> _Exercise materials_:
* START *

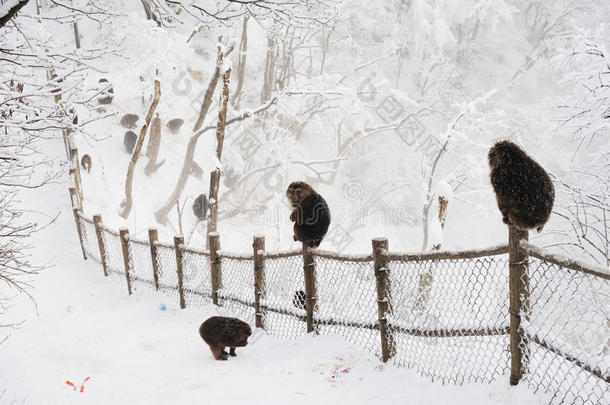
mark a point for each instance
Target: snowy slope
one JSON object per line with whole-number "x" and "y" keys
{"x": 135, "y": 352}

* END *
* START *

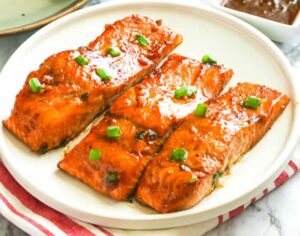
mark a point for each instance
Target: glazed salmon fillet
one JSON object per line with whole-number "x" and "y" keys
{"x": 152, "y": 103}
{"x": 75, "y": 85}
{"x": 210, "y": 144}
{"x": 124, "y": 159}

* END *

Pull out every line in the rows above that contains the string "Target".

Target: snowy slope
Target: glazed salmon fillet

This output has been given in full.